[Records excerpted from a collection]
###

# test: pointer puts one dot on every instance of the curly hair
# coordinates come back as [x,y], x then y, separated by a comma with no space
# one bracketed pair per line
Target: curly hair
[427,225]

###

» **Aim of the task**:
Write out a word-for-word copy of every entry above.

» **Task result**:
# test: pointer puts one dot on every instance of the curly hair
# coordinates come back as [x,y], x then y, separated by a comma with no space
# one bracketed pair per line
Target: curly hair
[427,225]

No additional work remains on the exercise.